→ PROBLEMI DA RISOLVERE
1. Puoi ricopiare dal brano il passo che comincia con "Eppure di irrisolto" e arriva fino a "Procura di Viterbo?"?
2. Quali sono tutte le persone chiamate per nome nel brano?

Eppure di irrisolto in questa vicenda par esserci ancora molto. Perché dopo quasi sette anni dalla morte del giovane medico siciliano non è stata ancora fatta giustizia? Perché il caso rischia una terza archiviazione alla Procura di Viterbo?
Alla presentazione erano presenti i genitori di Attilio, Angelina Gentile e Gino Manca, e il fratello Luca che ha preso la parola dopo l’editore. «Mio fratello prima di suicidarsi si sarebbe picchiato con rabbia procurandosi ecchimosi in tutto il corpo, si sarebbe dato un forte pugno in viso deviandosi il setto nasale, e infine si sarebbe iniettato un mix mortale sul braccio sinistro, lui che è un mancino puro». Un suicidio che ricorda quello di Peppino Impastato. «Vi starete chiedendo perché parliamo di omicidio di mafia; bene, sappiamo con certezza che Bernardo Provenzano si trovava a Marsiglia negli stessi giorni in cui mio fratello era lì per assistere ad un intervento chirurgico. Il boss aveva problemi alla prostata». Dall’inchiesta che porta alla maxi operazione antimafia denominata “Grande Mandamento” emerge, infatti, che Bernardo Provenzano è stato a Marsiglia il 7 e il 10 luglio 2003 per sottoporsi a controlli e per subire un’operazione.

→ MATERIALE FORNITO

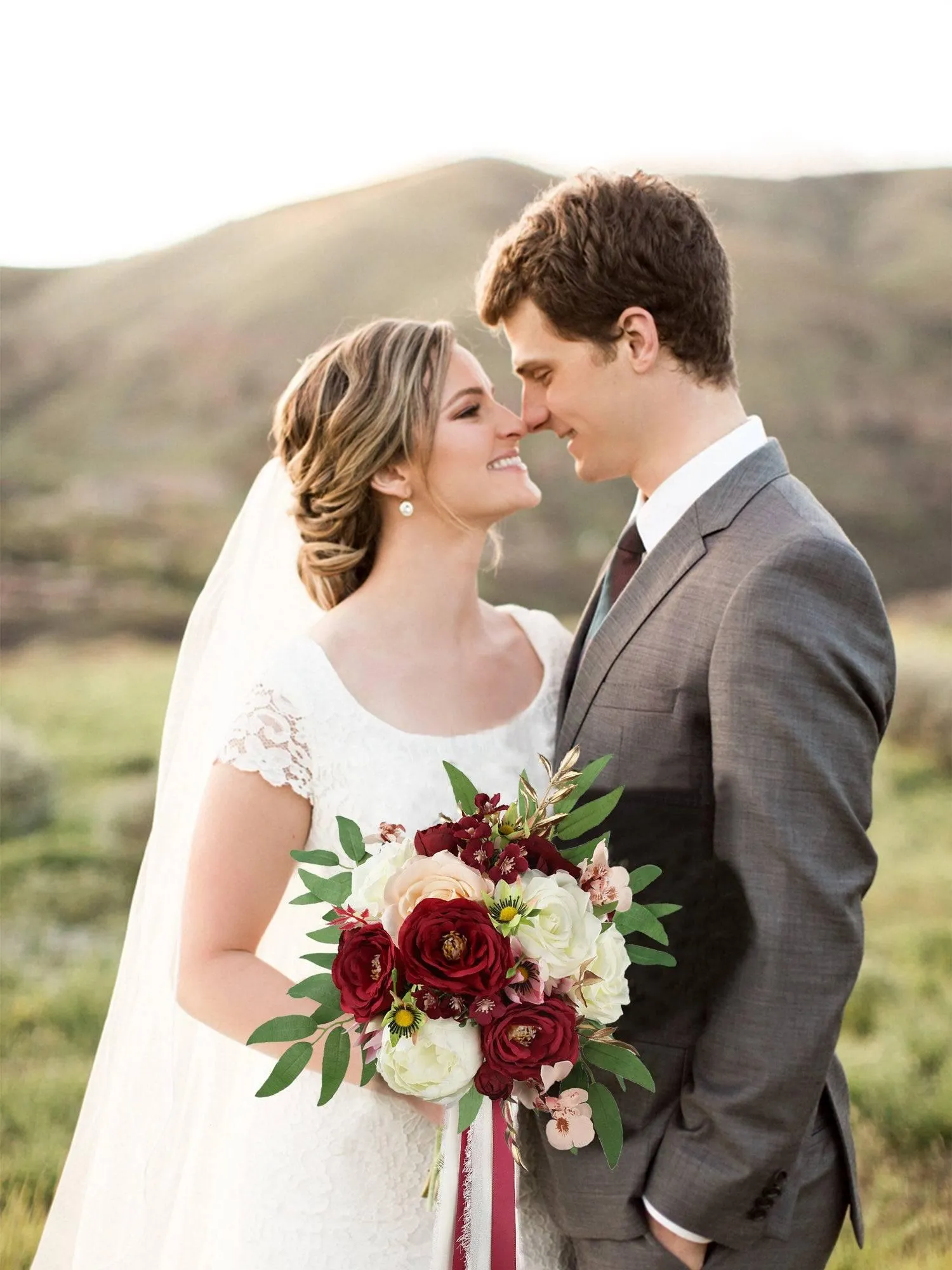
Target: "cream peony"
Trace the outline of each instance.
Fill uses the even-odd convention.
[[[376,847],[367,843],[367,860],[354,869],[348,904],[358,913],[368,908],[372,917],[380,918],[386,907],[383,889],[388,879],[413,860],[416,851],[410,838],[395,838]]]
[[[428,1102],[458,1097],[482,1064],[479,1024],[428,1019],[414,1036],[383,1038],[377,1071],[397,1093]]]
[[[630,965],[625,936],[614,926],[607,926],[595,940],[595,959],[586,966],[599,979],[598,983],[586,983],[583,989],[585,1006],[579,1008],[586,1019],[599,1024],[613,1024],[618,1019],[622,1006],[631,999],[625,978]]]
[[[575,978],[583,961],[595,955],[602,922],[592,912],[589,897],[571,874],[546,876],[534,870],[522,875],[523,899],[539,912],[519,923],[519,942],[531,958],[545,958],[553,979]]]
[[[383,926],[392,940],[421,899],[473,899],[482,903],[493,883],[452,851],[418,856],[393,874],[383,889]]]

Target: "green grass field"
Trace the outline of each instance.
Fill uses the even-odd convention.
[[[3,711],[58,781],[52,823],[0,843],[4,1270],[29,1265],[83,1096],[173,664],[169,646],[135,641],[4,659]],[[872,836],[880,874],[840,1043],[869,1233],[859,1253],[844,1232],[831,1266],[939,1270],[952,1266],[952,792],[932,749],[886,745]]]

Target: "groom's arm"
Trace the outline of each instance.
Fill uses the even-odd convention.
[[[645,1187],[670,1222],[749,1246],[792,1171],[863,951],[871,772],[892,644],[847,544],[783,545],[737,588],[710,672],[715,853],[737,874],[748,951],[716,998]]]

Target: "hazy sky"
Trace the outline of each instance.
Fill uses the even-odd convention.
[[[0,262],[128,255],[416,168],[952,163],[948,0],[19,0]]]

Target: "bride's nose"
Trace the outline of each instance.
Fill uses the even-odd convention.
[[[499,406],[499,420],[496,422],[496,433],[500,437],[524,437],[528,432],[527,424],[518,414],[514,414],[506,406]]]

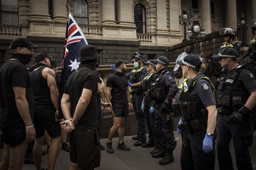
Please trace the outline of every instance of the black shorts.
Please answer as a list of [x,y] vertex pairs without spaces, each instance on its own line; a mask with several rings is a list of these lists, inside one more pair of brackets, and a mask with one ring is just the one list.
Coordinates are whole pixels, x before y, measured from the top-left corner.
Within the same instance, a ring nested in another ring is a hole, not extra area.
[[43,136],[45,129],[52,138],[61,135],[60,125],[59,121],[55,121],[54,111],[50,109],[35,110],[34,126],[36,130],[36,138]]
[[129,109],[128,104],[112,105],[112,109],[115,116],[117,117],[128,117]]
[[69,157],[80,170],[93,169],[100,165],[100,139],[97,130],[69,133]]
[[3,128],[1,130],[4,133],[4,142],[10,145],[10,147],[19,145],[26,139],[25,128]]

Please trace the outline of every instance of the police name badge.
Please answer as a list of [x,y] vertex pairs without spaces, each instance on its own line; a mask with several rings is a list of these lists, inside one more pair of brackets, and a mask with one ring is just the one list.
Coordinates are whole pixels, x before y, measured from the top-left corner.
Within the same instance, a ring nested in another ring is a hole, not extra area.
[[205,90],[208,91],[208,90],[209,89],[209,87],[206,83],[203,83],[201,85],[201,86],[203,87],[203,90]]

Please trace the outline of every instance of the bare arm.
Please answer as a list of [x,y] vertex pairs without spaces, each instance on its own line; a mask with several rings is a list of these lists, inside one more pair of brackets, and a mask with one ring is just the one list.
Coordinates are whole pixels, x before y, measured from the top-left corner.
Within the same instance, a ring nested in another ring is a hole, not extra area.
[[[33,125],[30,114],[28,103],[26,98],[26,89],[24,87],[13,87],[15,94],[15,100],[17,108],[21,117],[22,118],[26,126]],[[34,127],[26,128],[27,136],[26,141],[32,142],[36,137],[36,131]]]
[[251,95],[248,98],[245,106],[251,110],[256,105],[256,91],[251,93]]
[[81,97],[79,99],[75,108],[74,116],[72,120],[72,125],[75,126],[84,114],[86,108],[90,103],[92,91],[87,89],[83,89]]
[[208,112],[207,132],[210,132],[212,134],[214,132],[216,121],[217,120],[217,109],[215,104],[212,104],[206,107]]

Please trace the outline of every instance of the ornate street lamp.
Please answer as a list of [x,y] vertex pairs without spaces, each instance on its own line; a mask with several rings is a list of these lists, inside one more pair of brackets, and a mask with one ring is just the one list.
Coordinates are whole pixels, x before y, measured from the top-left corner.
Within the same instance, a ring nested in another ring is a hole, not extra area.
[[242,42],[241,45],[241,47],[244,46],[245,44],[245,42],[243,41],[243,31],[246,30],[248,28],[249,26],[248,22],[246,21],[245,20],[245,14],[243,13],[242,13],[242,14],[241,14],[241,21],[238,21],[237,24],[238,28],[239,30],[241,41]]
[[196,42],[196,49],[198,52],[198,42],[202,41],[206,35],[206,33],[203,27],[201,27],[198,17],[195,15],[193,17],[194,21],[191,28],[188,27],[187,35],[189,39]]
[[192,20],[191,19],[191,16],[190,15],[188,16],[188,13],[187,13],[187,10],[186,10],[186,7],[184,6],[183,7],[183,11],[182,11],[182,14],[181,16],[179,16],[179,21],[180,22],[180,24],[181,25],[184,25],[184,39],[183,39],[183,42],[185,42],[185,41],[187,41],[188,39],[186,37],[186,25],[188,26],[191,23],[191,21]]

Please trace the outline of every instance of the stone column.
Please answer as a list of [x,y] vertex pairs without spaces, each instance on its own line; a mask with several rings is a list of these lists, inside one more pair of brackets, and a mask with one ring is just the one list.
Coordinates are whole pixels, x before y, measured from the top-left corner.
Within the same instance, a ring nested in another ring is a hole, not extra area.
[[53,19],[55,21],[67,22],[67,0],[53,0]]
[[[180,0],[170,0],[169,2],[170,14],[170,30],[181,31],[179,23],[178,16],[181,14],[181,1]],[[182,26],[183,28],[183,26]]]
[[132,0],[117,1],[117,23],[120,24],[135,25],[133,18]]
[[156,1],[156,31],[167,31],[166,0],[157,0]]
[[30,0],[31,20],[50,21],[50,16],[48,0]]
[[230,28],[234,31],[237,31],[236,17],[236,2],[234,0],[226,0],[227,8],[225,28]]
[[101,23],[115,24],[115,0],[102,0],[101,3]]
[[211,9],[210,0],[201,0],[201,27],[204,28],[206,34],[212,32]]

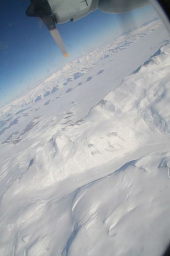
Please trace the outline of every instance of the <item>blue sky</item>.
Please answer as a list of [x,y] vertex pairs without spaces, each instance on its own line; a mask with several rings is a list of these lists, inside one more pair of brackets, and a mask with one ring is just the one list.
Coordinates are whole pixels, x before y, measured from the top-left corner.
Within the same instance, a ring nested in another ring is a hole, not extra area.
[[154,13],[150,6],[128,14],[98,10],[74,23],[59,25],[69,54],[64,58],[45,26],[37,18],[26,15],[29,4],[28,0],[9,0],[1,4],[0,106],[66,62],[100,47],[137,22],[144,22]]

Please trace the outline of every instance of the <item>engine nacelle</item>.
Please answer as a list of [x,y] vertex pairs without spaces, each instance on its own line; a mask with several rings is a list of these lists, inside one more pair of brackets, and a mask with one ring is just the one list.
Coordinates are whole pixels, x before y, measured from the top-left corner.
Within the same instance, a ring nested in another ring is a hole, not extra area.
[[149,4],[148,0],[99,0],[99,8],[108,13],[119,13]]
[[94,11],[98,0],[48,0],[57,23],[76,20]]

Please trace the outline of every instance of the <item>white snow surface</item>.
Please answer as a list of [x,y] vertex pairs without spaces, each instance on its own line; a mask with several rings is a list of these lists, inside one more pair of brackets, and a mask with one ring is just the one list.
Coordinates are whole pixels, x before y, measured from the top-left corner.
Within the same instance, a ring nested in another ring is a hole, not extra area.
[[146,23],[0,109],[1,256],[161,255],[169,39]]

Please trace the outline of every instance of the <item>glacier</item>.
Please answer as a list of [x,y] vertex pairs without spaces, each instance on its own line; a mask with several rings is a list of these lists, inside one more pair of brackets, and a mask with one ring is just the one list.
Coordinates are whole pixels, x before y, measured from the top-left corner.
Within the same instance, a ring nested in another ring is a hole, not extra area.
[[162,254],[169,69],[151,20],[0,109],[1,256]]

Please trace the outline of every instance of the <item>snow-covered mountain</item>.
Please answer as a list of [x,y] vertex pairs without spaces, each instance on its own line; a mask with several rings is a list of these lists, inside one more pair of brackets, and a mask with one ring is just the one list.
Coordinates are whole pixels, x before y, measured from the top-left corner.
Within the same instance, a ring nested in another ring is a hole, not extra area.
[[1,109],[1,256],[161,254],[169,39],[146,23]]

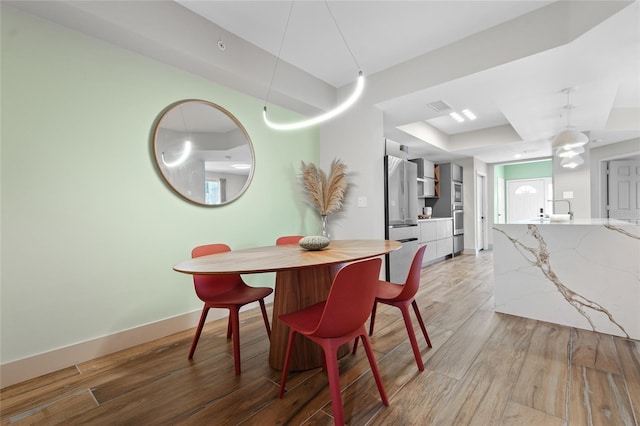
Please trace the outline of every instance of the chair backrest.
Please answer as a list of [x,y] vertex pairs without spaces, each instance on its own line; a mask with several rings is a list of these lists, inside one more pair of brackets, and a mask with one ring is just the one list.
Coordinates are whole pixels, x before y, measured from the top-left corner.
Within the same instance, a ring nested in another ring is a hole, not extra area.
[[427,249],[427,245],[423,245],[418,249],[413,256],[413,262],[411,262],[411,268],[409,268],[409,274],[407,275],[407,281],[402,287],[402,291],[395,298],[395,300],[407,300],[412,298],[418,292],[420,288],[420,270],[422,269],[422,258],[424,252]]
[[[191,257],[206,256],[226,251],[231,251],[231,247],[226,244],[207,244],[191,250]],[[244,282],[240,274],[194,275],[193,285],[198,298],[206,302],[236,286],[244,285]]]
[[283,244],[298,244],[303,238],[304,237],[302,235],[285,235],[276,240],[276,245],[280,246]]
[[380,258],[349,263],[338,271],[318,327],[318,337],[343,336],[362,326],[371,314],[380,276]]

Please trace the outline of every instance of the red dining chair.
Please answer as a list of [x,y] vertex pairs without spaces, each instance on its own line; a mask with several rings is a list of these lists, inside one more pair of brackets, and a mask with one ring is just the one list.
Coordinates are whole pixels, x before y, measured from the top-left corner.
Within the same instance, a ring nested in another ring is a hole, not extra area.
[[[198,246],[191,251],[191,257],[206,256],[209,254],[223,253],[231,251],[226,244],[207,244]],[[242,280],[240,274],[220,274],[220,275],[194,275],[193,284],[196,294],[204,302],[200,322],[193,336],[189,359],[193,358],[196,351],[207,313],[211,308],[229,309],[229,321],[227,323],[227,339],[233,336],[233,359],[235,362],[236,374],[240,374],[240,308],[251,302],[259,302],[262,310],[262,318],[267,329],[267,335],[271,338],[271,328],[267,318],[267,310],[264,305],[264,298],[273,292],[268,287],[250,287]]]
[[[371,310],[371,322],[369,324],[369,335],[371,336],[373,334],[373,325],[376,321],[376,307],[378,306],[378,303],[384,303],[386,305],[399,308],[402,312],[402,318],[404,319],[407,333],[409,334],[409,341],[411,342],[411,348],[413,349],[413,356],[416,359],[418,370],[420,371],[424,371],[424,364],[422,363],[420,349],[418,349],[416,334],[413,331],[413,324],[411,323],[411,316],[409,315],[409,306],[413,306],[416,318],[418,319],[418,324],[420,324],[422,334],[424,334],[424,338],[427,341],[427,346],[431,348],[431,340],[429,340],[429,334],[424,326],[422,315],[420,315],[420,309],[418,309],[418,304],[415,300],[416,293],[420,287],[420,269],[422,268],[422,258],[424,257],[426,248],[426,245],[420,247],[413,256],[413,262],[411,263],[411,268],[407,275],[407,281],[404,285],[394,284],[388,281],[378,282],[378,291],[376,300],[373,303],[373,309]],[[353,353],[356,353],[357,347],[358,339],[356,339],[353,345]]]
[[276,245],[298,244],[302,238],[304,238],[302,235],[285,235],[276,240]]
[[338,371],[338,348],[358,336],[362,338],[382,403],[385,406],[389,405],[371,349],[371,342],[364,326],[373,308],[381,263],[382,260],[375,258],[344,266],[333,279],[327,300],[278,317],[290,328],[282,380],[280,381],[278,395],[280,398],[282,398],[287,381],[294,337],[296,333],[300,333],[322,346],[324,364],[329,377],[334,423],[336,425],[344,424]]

→ RISPOSTE PER COMPITO
1.
Eppure di irrisolto in questa vicenda par esserci ancora molto. Perché dopo quasi sette anni dalla morte del giovane medico siciliano non è stata ancora fatta giustizia? Perché il caso rischia una terza archiviazione alla Procura di Viterbo?

2.
Attilio
Angelina Gentile
Gino Manca
Luca
Peppino Impastato
Bernardo Provenzano